● TEXTE SOURCE:
::::::
Rédigée par un pape
moraliste, philosophe et théologien, Caritas in veritate
a surpris bien du monde en inversant la méthode d’exposition des
encycliques sociales de Paul VI et de Jean-Paul II… Benoît XVI
en effet ne part pas du constat sociologique des injustices du
développement mondial. Il part de l’homme, du cœur de l’homme et
de ce qu’il a en lui de plus fort comme de plus élevé : son
aspiration à aimer “de manière authentique”, dans la
vérité intégrale de l’amour (caritas) et la vérité existentielle
du prochain qui en constitue l’objet. Son texte est
anthropologique d’un bout à l’autre, ou plutôt au point
d’attaque et au point d’ancrage final de ses nombreux
développements. C’est pourquoi il ne s’adresse pas seulement aux
dirigeants économiques et politiques de la planète, mais d’abord
et surtout à chacun d’entre nous.
C’est aussi l’avis de Chantal Delsol, dans le dernier numéro de
Valeurs Actuelles:
“La recherche de la vérité dans la pensée et dans l’action
sociale signifie une quête anthropologique.
Quelle est cette
époque qui prétend sans cesse "placer l’homme au centre" sans
vouloir le connaître ? Ne faut-il pas admettre que les humains
sont corps et âmes, et par là ont des besoins spirituels autant
que matériels ? Si la justice des droits de l’homme délaisse
l’amour et la vérité, ne réduit-elle pas le bonheur au
bien-être, l’homme à un ventre et à un sexe ? Caritas in Veritate ne se saisit pas des questions sociales pour apporter
des réponses nouvelles. Elle se saisit des réponses
contemporaines pour montrer leur insuffisance : provenant du
christianisme, elles en ont gardé la forme en effaçant l’âme.
Ainsi, dénaturant tout, bonne conscience sans conscience, il n’y
a rien de plus dangereux. L’âme qu’il faut restaurer, c’est la
charité dans la vérité.” (Chantal Delsol, Valeurs
Actuelles, 16 juillet 2009.)
Eros, philia, agapè
Le mot de charité est souvent mal compris. Il faut le
resituer ici dans sa plénitude originelle : une plénitude qui
sublime sans la rejeter toute la puissance intérieure du désir
(eros), une plénitude qui intègre aussi les forces plus
sélectives et désintéressées de l’amitié (philia), pour
culminer enfin dans la seule vertu qui entend se faire “tout à
tous”, c’est-à-dire tout donner et tout recevoir (agapè).
::::::
● INFORMATIONS FOURNIES:
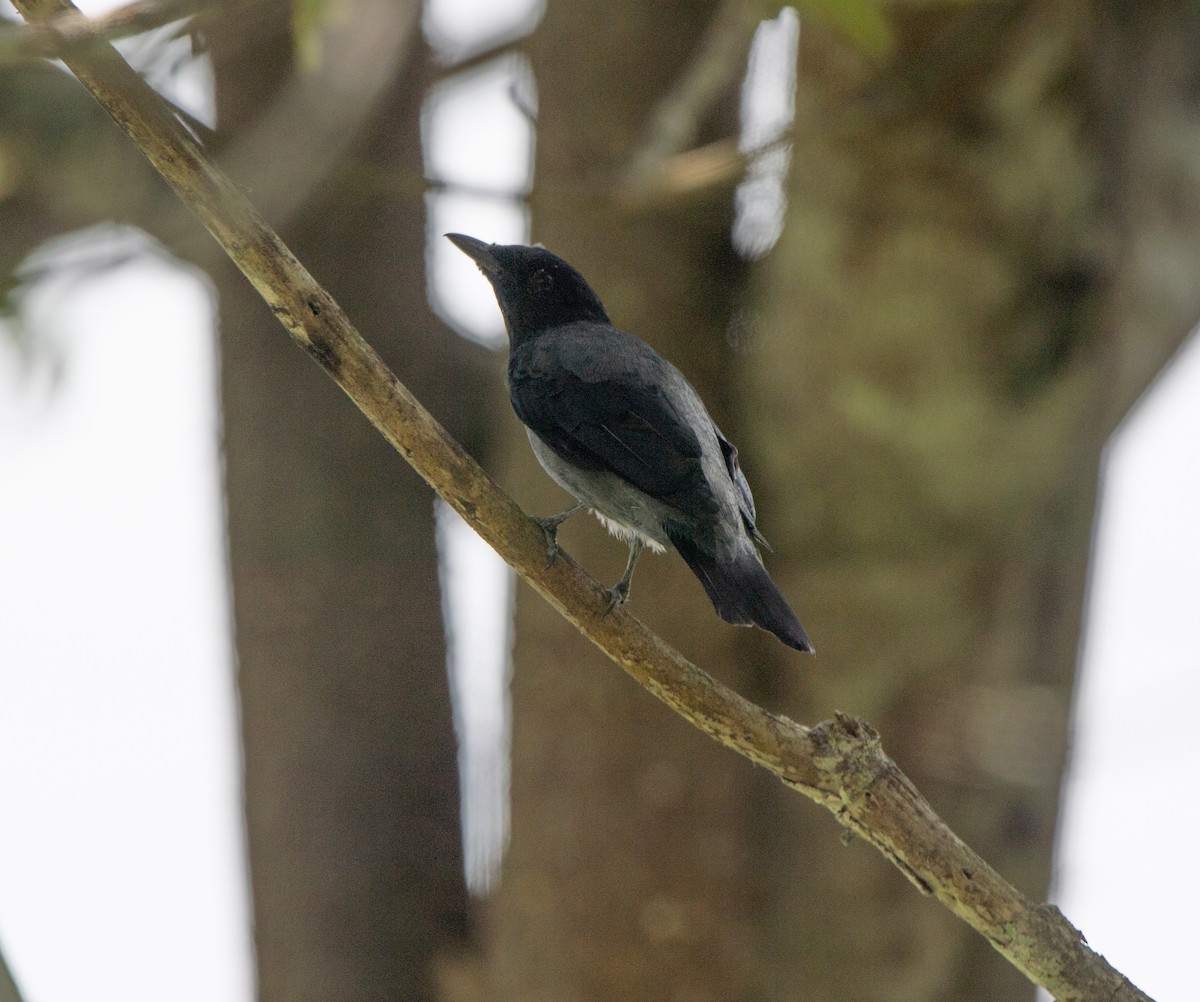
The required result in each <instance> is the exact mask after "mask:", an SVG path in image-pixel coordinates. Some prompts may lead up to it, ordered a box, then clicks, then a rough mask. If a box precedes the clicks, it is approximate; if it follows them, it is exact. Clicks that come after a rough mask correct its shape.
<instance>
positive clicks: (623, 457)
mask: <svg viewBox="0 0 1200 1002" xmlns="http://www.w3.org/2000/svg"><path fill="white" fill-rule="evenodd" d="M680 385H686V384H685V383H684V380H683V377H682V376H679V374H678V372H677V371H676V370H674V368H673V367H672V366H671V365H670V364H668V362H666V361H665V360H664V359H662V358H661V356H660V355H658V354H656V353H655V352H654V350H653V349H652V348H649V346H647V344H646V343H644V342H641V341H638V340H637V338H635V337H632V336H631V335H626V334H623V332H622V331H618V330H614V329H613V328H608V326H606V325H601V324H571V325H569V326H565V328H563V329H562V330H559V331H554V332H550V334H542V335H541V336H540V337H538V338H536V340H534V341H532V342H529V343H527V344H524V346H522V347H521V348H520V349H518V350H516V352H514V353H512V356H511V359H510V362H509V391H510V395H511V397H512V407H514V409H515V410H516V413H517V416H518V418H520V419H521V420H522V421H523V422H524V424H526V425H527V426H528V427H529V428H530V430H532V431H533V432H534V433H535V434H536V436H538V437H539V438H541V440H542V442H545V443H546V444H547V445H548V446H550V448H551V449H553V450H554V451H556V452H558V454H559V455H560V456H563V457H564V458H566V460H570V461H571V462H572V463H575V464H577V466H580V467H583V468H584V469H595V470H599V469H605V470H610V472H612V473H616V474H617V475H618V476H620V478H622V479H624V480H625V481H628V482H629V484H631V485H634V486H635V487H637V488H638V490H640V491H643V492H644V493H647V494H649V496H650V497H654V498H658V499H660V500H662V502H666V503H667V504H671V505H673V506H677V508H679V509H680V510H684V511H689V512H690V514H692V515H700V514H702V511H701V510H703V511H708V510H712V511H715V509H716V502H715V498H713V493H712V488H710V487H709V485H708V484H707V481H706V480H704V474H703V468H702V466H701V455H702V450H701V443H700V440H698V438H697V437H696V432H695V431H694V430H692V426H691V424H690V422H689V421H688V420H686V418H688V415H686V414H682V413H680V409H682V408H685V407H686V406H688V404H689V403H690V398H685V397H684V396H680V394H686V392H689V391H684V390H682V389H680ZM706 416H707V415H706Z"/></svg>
::::::
● CONSIGNES:
**1.** Recopiez mot pour mot le passage du texte sur Caritas in veritate allant de « Quelle est cette » jusqu'à « 16 juillet 2009.) » inclus.
**2.** Répondez brièvement aux questions suivantes d'après le texte sur Caritas in veritate :
(a) De quoi Benoît XVI ne part-il pas dans cette encyclique ?
(b) Dans quelle publication et à quelle date la citation de Chantal Delsol a-t-elle paru ?
(c) Quel terme grec désigne l'amitié ?
**3.** Poursuivez le texte sur Caritas in veritate à la suite de sa dernière phrase.

● RÉPONSES PAR CONSIGNE:
**1.**
Quelle est cette
époque qui prétend sans cesse "placer l’homme au centre" sans
vouloir le connaître ? Ne faut-il pas admettre que les humains
sont corps et âmes, et par là ont des besoins spirituels autant
que matériels ? Si la justice des droits de l’homme délaisse
l’amour et la vérité, ne réduit-elle pas le bonheur au
bien-être, l’homme à un ventre et à un sexe ? Caritas in Veritate ne se saisit pas des questions sociales pour apporter
des réponses nouvelles. Elle se saisit des réponses
contemporaines pour montrer leur insuffisance : provenant du
christianisme, elles en ont gardé la forme en effaçant l’âme.
Ainsi, dénaturant tout, bonne conscience sans conscience, il n’y
a rien de plus dangereux. L’âme qu’il faut restaurer, c’est la
charité dans la vérité.” (Chantal Delsol, Valeurs
Actuelles, 16 juillet 2009.)

**2.**
(a) Du constat sociologique des injustices du développement mondial.
(b) Dans Valeurs Actuelles, le 16 juillet 2009.
(c) Philia.

**3.**
L’amour et le don sont indissociables : l’homme ne s’attache aux
êtres et aux choses qu’en s’y investissant dans la durée. Aimer,
c’est donner, vouloir donner : de l’attention, du temps, de
l’argent. Mais c’est aussi accepter de recevoir ce que l’autre
ajoute à mon être en entrant dans ma vie ou en croisant mon
chemin. La charité n’est rien d’autre que cette forme supérieure
de l’amour qui prend le prochain pour objet. Ce qui
suppose de découvrir ou retrouver le sens de la relation au
prochain.
La crise économique que nous traversons traduit elle-même une
crise du minimum de confiance qui doit s’établir entre
humains pour que la loi du plus fort ou du plus malin ne
l’emporte pas partout. C’est une crise de la relation au
prochain. La spéculation financière a fini par se détruire
elle-même en se déconnectant de l’activité qui l’avait fait
naître : en se déconnectant de la réalité du travail des hommes
et des richesses qu’ils construisent ensemble au sein des
entreprises. Elle s’est coupée du réel en se coupant du prochain
: l’entrepreneur, le salarié, le client.
Mais ce qui est vrai en économie l’est aussi en morale.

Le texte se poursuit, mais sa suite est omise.